Dataset records
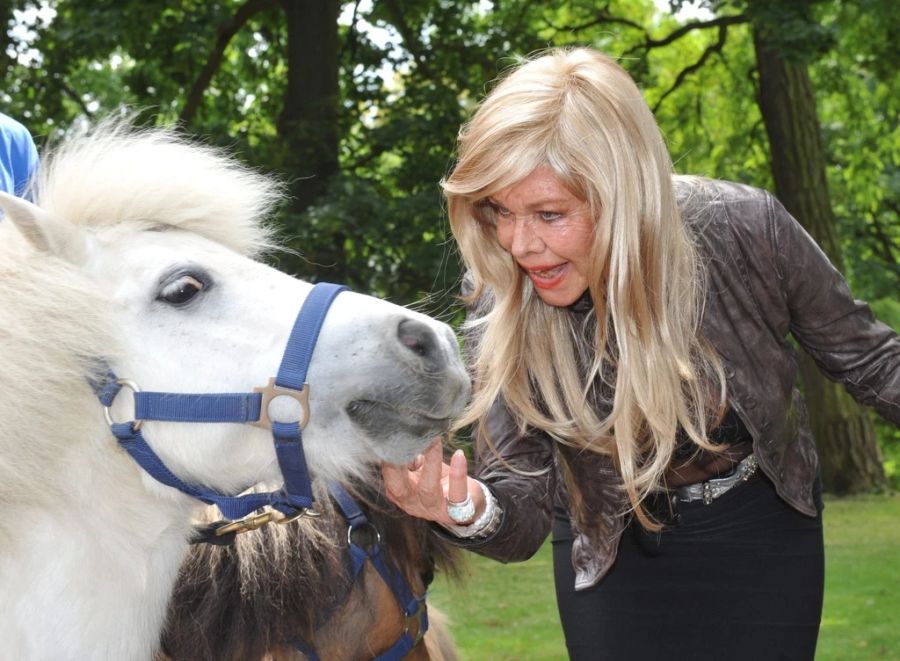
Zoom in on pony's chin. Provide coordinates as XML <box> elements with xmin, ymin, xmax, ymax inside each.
<box><xmin>346</xmin><ymin>400</ymin><xmax>448</xmax><ymax>464</ymax></box>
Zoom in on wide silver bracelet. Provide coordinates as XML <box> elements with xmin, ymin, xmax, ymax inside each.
<box><xmin>440</xmin><ymin>480</ymin><xmax>503</xmax><ymax>539</ymax></box>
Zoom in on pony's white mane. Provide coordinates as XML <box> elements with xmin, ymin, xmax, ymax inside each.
<box><xmin>0</xmin><ymin>120</ymin><xmax>284</xmax><ymax>517</ymax></box>
<box><xmin>0</xmin><ymin>241</ymin><xmax>113</xmax><ymax>511</ymax></box>
<box><xmin>35</xmin><ymin>118</ymin><xmax>283</xmax><ymax>257</ymax></box>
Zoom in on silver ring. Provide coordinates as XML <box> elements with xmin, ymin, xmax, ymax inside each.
<box><xmin>103</xmin><ymin>378</ymin><xmax>143</xmax><ymax>431</ymax></box>
<box><xmin>447</xmin><ymin>494</ymin><xmax>476</xmax><ymax>524</ymax></box>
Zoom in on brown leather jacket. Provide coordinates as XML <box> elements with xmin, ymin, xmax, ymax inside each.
<box><xmin>446</xmin><ymin>179</ymin><xmax>900</xmax><ymax>590</ymax></box>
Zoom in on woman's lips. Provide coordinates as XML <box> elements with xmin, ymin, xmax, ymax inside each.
<box><xmin>525</xmin><ymin>263</ymin><xmax>568</xmax><ymax>289</ymax></box>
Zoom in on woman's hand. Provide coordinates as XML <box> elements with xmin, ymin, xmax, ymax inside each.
<box><xmin>382</xmin><ymin>438</ymin><xmax>485</xmax><ymax>527</ymax></box>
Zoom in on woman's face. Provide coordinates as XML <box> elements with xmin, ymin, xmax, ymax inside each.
<box><xmin>491</xmin><ymin>166</ymin><xmax>594</xmax><ymax>307</ymax></box>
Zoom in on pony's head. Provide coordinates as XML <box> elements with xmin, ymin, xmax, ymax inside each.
<box><xmin>0</xmin><ymin>121</ymin><xmax>470</xmax><ymax>510</ymax></box>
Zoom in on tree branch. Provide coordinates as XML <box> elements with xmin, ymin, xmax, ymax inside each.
<box><xmin>648</xmin><ymin>14</ymin><xmax>747</xmax><ymax>49</ymax></box>
<box><xmin>379</xmin><ymin>0</ymin><xmax>437</xmax><ymax>81</ymax></box>
<box><xmin>60</xmin><ymin>80</ymin><xmax>94</xmax><ymax>118</ymax></box>
<box><xmin>179</xmin><ymin>0</ymin><xmax>277</xmax><ymax>127</ymax></box>
<box><xmin>652</xmin><ymin>24</ymin><xmax>729</xmax><ymax>113</ymax></box>
<box><xmin>868</xmin><ymin>201</ymin><xmax>900</xmax><ymax>268</ymax></box>
<box><xmin>545</xmin><ymin>9</ymin><xmax>646</xmax><ymax>37</ymax></box>
<box><xmin>623</xmin><ymin>13</ymin><xmax>748</xmax><ymax>58</ymax></box>
<box><xmin>338</xmin><ymin>0</ymin><xmax>364</xmax><ymax>63</ymax></box>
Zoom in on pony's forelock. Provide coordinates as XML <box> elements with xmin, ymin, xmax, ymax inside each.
<box><xmin>35</xmin><ymin>118</ymin><xmax>284</xmax><ymax>258</ymax></box>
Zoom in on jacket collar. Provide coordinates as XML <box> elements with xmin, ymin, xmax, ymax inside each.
<box><xmin>568</xmin><ymin>289</ymin><xmax>593</xmax><ymax>314</ymax></box>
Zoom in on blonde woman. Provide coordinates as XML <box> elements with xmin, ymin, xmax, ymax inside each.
<box><xmin>383</xmin><ymin>47</ymin><xmax>899</xmax><ymax>659</ymax></box>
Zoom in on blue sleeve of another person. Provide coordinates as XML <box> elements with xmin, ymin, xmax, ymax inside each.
<box><xmin>0</xmin><ymin>112</ymin><xmax>40</xmax><ymax>199</ymax></box>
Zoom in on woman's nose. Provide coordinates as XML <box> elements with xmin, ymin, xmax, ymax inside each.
<box><xmin>509</xmin><ymin>217</ymin><xmax>541</xmax><ymax>256</ymax></box>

Task item
Please restate all of the listing above word for word, with no pictures.

Output of the task
Zoom in on pony's chin. Provide coordinates as XML <box> elements with xmin, ymin, xmax, ymax inside each.
<box><xmin>346</xmin><ymin>400</ymin><xmax>448</xmax><ymax>464</ymax></box>
Zoom in on wide silver bracelet. Provide coordinates as XML <box> elements with xmin, ymin, xmax, ymax inside each.
<box><xmin>440</xmin><ymin>480</ymin><xmax>503</xmax><ymax>539</ymax></box>
Zoom in on pony's white mane. Provide coordinates as XML <box> elements with xmin, ymin, xmax, ymax inside each.
<box><xmin>0</xmin><ymin>120</ymin><xmax>284</xmax><ymax>517</ymax></box>
<box><xmin>0</xmin><ymin>241</ymin><xmax>113</xmax><ymax>511</ymax></box>
<box><xmin>35</xmin><ymin>118</ymin><xmax>283</xmax><ymax>257</ymax></box>
Zoom in on silver ring. Provide coordinates as XML <box> elements with xmin, ymin, xmax, ymax inside each.
<box><xmin>103</xmin><ymin>378</ymin><xmax>143</xmax><ymax>431</ymax></box>
<box><xmin>447</xmin><ymin>494</ymin><xmax>476</xmax><ymax>524</ymax></box>
Zoom in on brown leather jacket. Provide coordinates as XML <box> elements with xmin, ymin, xmax, ymax inside each.
<box><xmin>446</xmin><ymin>179</ymin><xmax>900</xmax><ymax>590</ymax></box>
Zoom in on woman's lips. Provide coordinates as XML <box> elements with xmin, ymin, xmax, ymax inside each.
<box><xmin>525</xmin><ymin>263</ymin><xmax>568</xmax><ymax>289</ymax></box>
Zoom in on woman's hand. Provide coordinates as XML <box> elements with xmin, ymin, xmax, ymax inside each.
<box><xmin>382</xmin><ymin>438</ymin><xmax>485</xmax><ymax>527</ymax></box>
Zoom in on woman's face. Provide coordinates as XML <box> elements with xmin, ymin, xmax, ymax inside each.
<box><xmin>491</xmin><ymin>166</ymin><xmax>594</xmax><ymax>307</ymax></box>
Zoom in on pony's head. Provide coordinates as XML <box> elements with xmin, ymin, xmax, ymax inside each.
<box><xmin>0</xmin><ymin>121</ymin><xmax>470</xmax><ymax>510</ymax></box>
Zoom in on tree branch. Provide coordinates as XML <box> elements with xmin, ymin, xmax, ymax inside each.
<box><xmin>648</xmin><ymin>14</ymin><xmax>747</xmax><ymax>49</ymax></box>
<box><xmin>379</xmin><ymin>0</ymin><xmax>437</xmax><ymax>81</ymax></box>
<box><xmin>60</xmin><ymin>80</ymin><xmax>94</xmax><ymax>118</ymax></box>
<box><xmin>179</xmin><ymin>0</ymin><xmax>277</xmax><ymax>127</ymax></box>
<box><xmin>652</xmin><ymin>24</ymin><xmax>729</xmax><ymax>113</ymax></box>
<box><xmin>868</xmin><ymin>201</ymin><xmax>900</xmax><ymax>268</ymax></box>
<box><xmin>545</xmin><ymin>9</ymin><xmax>646</xmax><ymax>37</ymax></box>
<box><xmin>623</xmin><ymin>13</ymin><xmax>748</xmax><ymax>58</ymax></box>
<box><xmin>338</xmin><ymin>0</ymin><xmax>364</xmax><ymax>63</ymax></box>
Zoom in on pony's forelock. Provide coordinates as XML <box> elements with xmin, ymin, xmax, ymax inside each.
<box><xmin>35</xmin><ymin>118</ymin><xmax>284</xmax><ymax>258</ymax></box>
Zoom in on jacket collar. Provide coordinates as XML <box> elements with xmin, ymin, xmax, ymax inside each.
<box><xmin>568</xmin><ymin>289</ymin><xmax>593</xmax><ymax>314</ymax></box>
Zoom in on blonde woman. Provide coordinates as XML <box> elements with xmin, ymin, xmax, ymax inside each.
<box><xmin>383</xmin><ymin>47</ymin><xmax>899</xmax><ymax>659</ymax></box>
Zoom in on blue sleeve of another person. Provide coordinates as XML <box> elements with xmin, ymin, xmax, ymax inside each.
<box><xmin>0</xmin><ymin>112</ymin><xmax>40</xmax><ymax>199</ymax></box>
Zoom in on woman's nose. Provide coordinates as XML <box> elements with xmin, ymin, xmax, ymax inside each.
<box><xmin>509</xmin><ymin>217</ymin><xmax>541</xmax><ymax>256</ymax></box>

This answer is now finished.